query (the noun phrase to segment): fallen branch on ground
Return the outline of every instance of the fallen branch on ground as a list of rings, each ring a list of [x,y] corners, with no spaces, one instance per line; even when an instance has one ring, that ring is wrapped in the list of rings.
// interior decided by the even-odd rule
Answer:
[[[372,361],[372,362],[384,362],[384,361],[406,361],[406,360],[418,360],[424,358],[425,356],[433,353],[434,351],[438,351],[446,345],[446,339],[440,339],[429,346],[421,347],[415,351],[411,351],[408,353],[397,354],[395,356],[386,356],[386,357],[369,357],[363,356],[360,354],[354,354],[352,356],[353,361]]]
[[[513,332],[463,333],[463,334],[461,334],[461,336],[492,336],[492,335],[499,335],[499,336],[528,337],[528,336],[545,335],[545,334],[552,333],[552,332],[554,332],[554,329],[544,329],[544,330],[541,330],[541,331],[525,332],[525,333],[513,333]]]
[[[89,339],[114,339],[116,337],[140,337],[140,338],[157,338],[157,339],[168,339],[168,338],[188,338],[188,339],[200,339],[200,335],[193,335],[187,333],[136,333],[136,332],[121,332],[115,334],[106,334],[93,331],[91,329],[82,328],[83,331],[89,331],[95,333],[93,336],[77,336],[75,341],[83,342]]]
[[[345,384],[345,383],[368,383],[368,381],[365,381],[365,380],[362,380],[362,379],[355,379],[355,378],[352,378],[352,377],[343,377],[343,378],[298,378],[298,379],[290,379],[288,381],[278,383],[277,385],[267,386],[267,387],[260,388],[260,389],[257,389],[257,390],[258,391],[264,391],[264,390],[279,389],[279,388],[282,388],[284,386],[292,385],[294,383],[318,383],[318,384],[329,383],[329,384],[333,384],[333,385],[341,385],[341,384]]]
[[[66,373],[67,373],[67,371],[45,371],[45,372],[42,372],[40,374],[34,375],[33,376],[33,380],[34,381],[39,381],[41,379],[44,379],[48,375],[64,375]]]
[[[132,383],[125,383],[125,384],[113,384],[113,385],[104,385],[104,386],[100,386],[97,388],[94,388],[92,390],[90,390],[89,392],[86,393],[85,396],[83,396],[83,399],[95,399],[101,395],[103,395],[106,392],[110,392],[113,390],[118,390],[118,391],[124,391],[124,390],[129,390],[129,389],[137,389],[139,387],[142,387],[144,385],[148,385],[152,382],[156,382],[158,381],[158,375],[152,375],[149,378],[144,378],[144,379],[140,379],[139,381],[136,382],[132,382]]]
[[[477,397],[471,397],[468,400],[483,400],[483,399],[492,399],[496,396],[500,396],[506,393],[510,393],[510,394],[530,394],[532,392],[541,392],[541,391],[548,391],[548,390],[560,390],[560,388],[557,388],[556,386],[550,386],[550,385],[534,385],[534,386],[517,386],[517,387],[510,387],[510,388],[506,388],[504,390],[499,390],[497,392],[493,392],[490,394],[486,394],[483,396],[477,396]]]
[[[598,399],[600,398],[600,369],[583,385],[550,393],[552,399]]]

◇ ◇ ◇ ◇ ◇

Would you set down every record again, exactly as it appears above?

Exercise output ::
query (the noun phrase to segment): fallen branch on ground
Return the outline of every instance of the fallen branch on ground as a list of rings, each ring a list of [x,y] corners, with no spaces, one instance per line; even when an instance has one ring, that ring is wrapped in the list of rings.
// interior decided by the even-odd rule
Answer:
[[[372,361],[372,362],[384,362],[384,361],[406,361],[406,360],[418,360],[424,358],[425,356],[433,353],[434,351],[438,351],[446,345],[446,339],[440,339],[429,346],[421,347],[415,351],[411,351],[408,353],[397,354],[395,356],[386,356],[386,357],[369,357],[363,356],[360,354],[354,354],[352,356],[353,361]]]
[[[513,332],[463,333],[463,334],[461,334],[461,336],[492,336],[492,335],[499,335],[499,336],[528,337],[528,336],[545,335],[545,334],[552,333],[552,332],[554,332],[554,329],[544,329],[544,330],[541,330],[541,331],[525,332],[525,333],[513,333]]]
[[[89,339],[114,339],[116,337],[140,337],[140,338],[157,338],[157,339],[168,339],[168,338],[188,338],[188,339],[200,339],[200,335],[193,335],[187,333],[136,333],[136,332],[121,332],[115,334],[106,334],[93,331],[91,329],[82,328],[83,331],[89,331],[95,333],[93,336],[77,336],[75,341],[83,342]]]
[[[345,384],[345,383],[368,383],[368,381],[365,381],[365,380],[362,380],[362,379],[355,379],[355,378],[352,378],[352,377],[343,377],[343,378],[298,378],[298,379],[290,379],[288,381],[278,383],[277,385],[267,386],[267,387],[260,388],[260,389],[257,389],[257,390],[258,391],[264,391],[264,390],[279,389],[279,388],[282,388],[284,386],[292,385],[294,383],[318,383],[318,384],[329,383],[329,384],[333,384],[333,385],[341,385],[341,384]]]
[[[66,373],[67,373],[67,371],[45,371],[45,372],[42,372],[40,374],[34,375],[33,376],[33,380],[34,381],[39,381],[41,379],[44,379],[48,375],[64,375]]]
[[[132,383],[125,383],[125,384],[113,384],[113,385],[104,385],[104,386],[100,386],[97,388],[94,388],[92,390],[90,390],[89,392],[86,393],[85,396],[83,396],[83,399],[95,399],[101,395],[103,395],[106,392],[110,392],[113,390],[118,390],[118,391],[124,391],[124,390],[129,390],[129,389],[137,389],[139,387],[142,387],[144,385],[148,385],[152,382],[156,382],[158,381],[158,375],[152,375],[149,378],[144,378],[144,379],[140,379],[139,381],[136,382],[132,382]]]
[[[477,397],[471,397],[468,400],[483,400],[483,399],[492,399],[496,396],[500,396],[506,393],[510,393],[510,394],[530,394],[532,392],[541,392],[541,391],[548,391],[548,390],[560,390],[560,388],[557,388],[556,386],[550,386],[550,385],[534,385],[534,386],[517,386],[517,387],[510,387],[510,388],[506,388],[504,390],[499,390],[497,392],[493,392],[490,394],[486,394],[483,396],[477,396]]]
[[[598,399],[600,398],[600,369],[583,385],[550,393],[552,399]]]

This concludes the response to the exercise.